EXERCISE BRIEF: Your response should consist of the lines below, printed exactly.

RECORDS PROVIDED:
== == ==

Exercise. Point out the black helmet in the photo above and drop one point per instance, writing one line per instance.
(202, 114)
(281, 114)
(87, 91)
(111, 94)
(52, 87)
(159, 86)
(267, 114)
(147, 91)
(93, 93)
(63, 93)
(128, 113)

== == ==

RESPONSE:
Exercise. Point out the black helmet in the photo above and drop one point per instance, writing one line per instance.
(202, 114)
(281, 114)
(87, 91)
(111, 94)
(52, 87)
(159, 86)
(267, 114)
(147, 91)
(93, 93)
(63, 93)
(128, 113)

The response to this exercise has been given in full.